BRANO DI PARTENZA »
Il testamento della prof malata di Sla

Aurora Grosso ha raccontato la propria battaglia in un lettera: «Non guardate la vita scorrere»

RONCADE. All'improvviso è arrivata, cambiando, e accorciando la sua vita. Ma Aurora Grosso, professoressa di francese in pensione, ha affidato a una lettera il suo testamento a chi come lei lotta contro lo Sla, o semplicemente vede «la vita passargli accanto, e la guarda come non gli appartenesse». Una lettera, pubblicata da Roncade.it, che esorta al coraggio, e al sapere godere della vita.

Aurora Grosso da un anno e mezzo sa di avere la Sla, ha continuato a lavorare finchè ha potuto: «intanto la malattia galoppava, senza che riuscissi a rendermene conto, son passata da una a due stampelle al deambulatore, alla carrozzina con badante. Ma riuscivo a mangiare e bere anche se con fatica, e poi potevo uscire, andare al bar, bere il caffè, incontrare amici e conoscenti, e con un fil di voce ma riuscivo a rispondere». Poi una crisi, durissima da superare. «Tracheotomia per poter respirare, un buchetto nella pancia per poter mangiare, ovviamente il catetere e un ulteriore tubicino in vena per prelievi e flebo. In queste condizioni non era possibile rientrare a casa. E così, appena si é liberata una stanza, sono stata accolta nella nuova casa di soggiorno "Le Magnolie" a Monastier, dove posso affermare che il livello di vita è eccellente, nonostante la mia infermità, medici, infermieri e personale tutto a disposizione h24. E io ne ho bisogno perché da sola riesco ad usare il comunicatore ottico quello con cui sto scrivendo, per il resto non posso fare nulla».

COSA FARE »
**A.** In quale struttura è stata accolta Aurora Grosso, secondo il brano?
**B.** Ripeti parola per parola il tratto del brano che va da «Aurora Grosso ha» fino a «godere della vita.».
Le righe non hanno alcun ruolo in questa parte.

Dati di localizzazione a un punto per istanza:

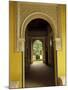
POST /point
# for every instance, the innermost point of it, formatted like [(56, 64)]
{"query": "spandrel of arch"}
[(36, 15)]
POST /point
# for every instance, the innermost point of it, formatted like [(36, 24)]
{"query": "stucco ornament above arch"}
[(27, 20)]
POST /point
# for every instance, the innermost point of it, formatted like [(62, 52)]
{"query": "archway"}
[(37, 51), (39, 29)]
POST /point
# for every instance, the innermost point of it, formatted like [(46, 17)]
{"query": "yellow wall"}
[(14, 56), (61, 54)]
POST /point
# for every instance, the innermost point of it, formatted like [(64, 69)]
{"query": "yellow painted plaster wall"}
[(14, 56), (62, 53)]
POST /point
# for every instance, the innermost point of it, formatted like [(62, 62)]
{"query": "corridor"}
[(40, 75)]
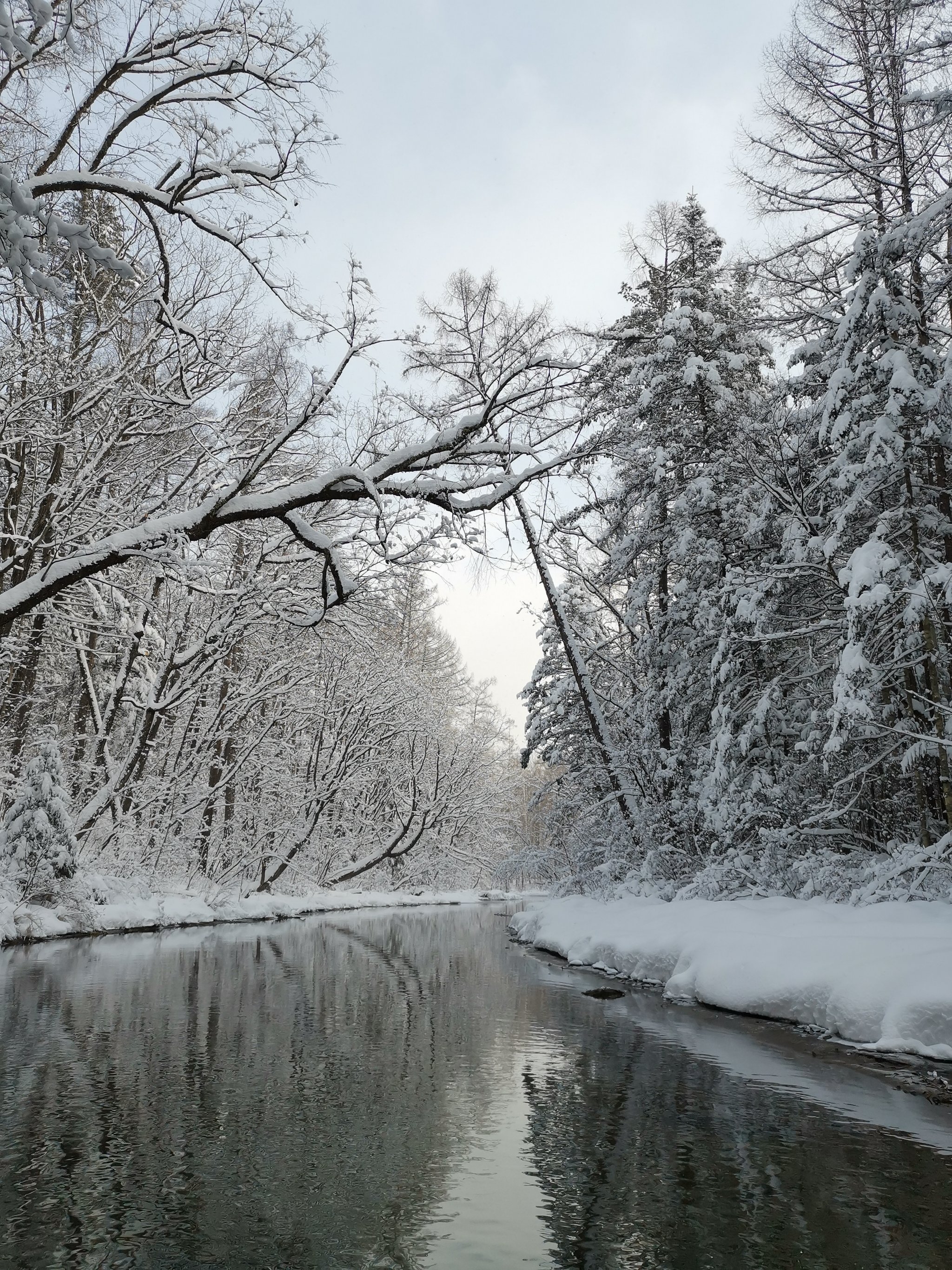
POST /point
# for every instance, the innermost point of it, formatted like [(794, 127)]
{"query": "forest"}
[(221, 659)]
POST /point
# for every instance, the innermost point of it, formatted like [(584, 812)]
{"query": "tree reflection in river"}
[(350, 1094), (234, 1099), (650, 1159)]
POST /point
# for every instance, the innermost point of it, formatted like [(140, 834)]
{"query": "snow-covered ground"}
[(126, 910), (879, 977)]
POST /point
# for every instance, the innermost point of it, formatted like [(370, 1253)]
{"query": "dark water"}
[(400, 1090)]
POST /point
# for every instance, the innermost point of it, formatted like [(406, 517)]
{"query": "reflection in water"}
[(402, 1090)]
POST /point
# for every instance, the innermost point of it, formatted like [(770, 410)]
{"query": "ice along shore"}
[(879, 977)]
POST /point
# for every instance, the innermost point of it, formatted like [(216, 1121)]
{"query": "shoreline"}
[(874, 979), (35, 924)]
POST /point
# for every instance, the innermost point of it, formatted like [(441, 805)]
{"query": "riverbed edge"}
[(32, 924), (878, 979)]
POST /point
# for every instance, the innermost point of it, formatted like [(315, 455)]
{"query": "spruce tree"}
[(37, 838)]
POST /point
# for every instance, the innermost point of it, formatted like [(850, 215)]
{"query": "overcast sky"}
[(521, 136)]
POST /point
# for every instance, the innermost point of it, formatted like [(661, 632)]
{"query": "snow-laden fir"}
[(223, 670)]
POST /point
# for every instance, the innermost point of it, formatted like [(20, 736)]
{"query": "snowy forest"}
[(221, 659)]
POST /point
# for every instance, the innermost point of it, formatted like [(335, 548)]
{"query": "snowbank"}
[(146, 912), (879, 977)]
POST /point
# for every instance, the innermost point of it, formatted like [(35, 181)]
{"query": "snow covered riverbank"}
[(146, 912), (879, 977)]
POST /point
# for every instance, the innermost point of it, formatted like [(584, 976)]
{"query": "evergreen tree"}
[(37, 835)]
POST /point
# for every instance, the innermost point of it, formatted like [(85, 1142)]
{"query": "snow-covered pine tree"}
[(37, 838), (681, 385)]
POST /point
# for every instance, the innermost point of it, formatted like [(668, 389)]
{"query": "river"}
[(408, 1089)]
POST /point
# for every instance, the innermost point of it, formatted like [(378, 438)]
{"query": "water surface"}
[(410, 1090)]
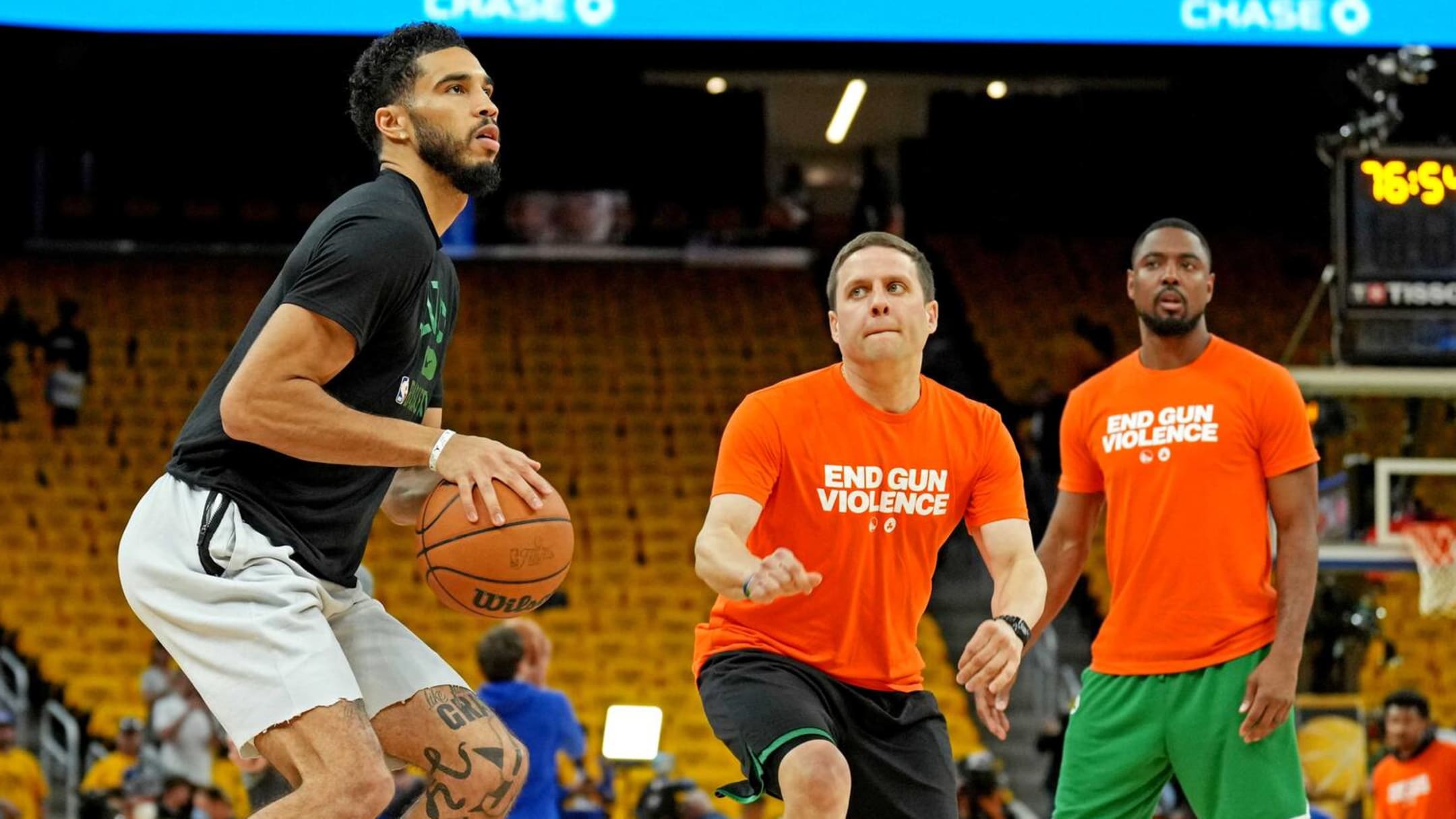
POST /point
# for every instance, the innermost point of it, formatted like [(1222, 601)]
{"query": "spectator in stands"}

RISULTATI PER COMPITO »
**A.** Nella nuova casa di soggiorno "Le Magnolie" a Monastier.

**B.**
Aurora Grosso ha raccontato la propria battaglia in un lettera: «Non guardate la vita scorrere»

RONCADE. All'improvviso è arrivata, cambiando, e accorciando la sua vita. Ma Aurora Grosso, professoressa di francese in pensione, ha affidato a una lettera il suo testamento a chi come lei lotta contro lo Sla, o semplicemente vede «la vita passargli accanto, e la guarda come non gli appartenesse». Una lettera, pubblicata da Roncade.it, che esorta al coraggio, e al sapere godere della vita.